### PASSAGE PROVIDED
|---|

Warning bell sounded for the aged care sector
New Zealand Council of Christian Social Services
MEDIA RELEASE, Saturday 12 April 2008
Warning bell sounded for the aged care sector in New Zealand
Lin Hatfield Dodds, a leader in the aged care and social service sector in Australia, has sounded a warning bell for those who provide services to older people in New Zealand that the same pressures that apply in Australia could also lead to a crisis point in the provision of aged care here.
Speaking at ‘Justice and Compassion in Action’, a two-day conference held by the New Zealand Council of Christian Social Services (NZCCSS) in Napier on 10-11 April, Lin Hatfield Dodds warned that pressures on the capacity of equitable and sustainable residential care to cope with a rapidly ageing population could see a widespread failure of the sector.
“This would then have direct consequences for the acute health system and people’s quality of life if older people are forced into hospital beds,” said Dodds. “Our sector is under threat. We have yet to develop a sector (in Australia) that can meet the challenges of our rapidly ageing population”.
Recent estimates in Australia have predicted a funding shortfall for residential capital development between 2008 and 2020 of $5.7 billion. There are already 2.8 million people aged 65 and over in Australia, and by 2047 there will be 7.2 million.

|---|

### DATA EXTRACT
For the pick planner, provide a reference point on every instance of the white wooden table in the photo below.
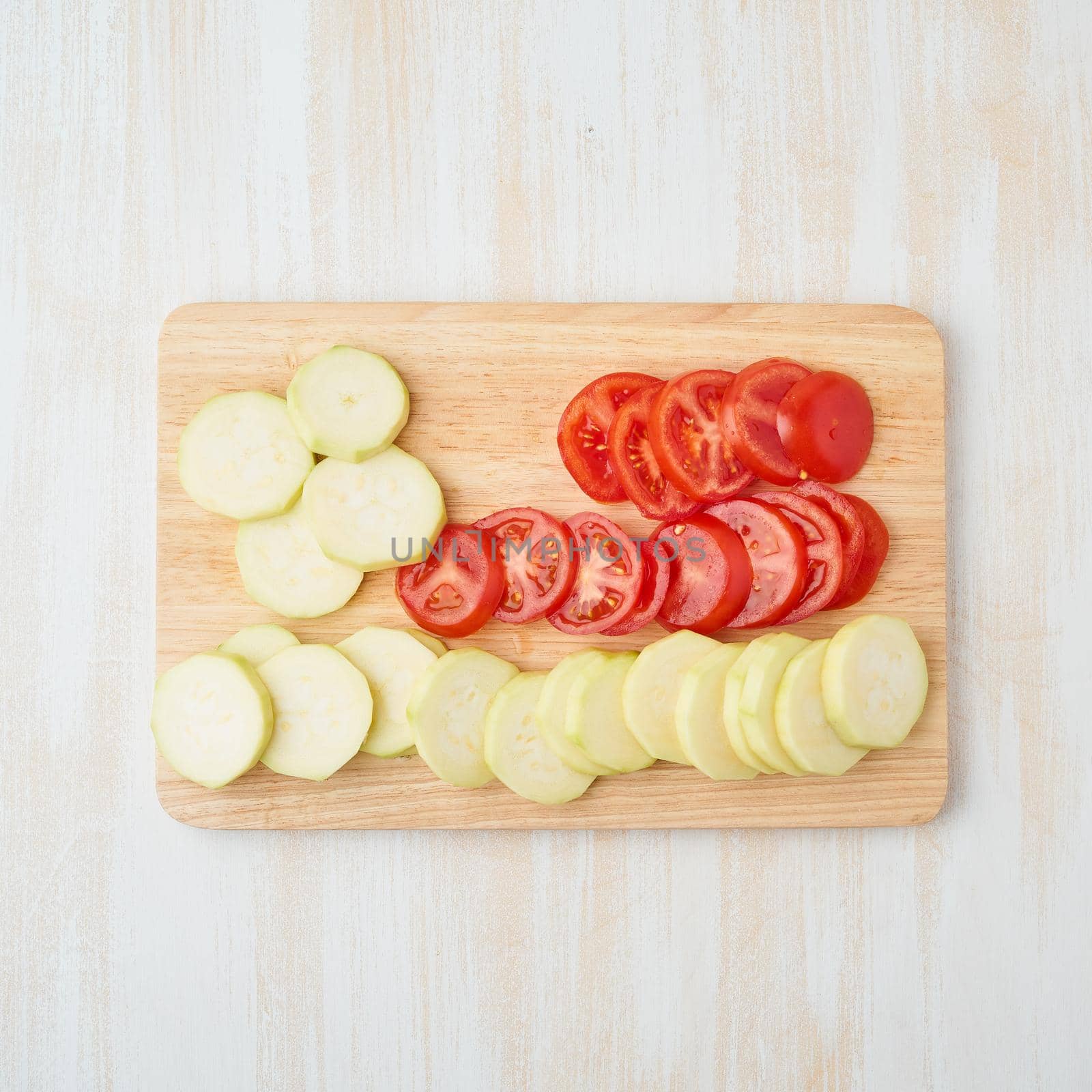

|---|

List every place named in the aged care media release. Rely only on the text when working through this material.

### RESULT
New Zealand, Australia, Napier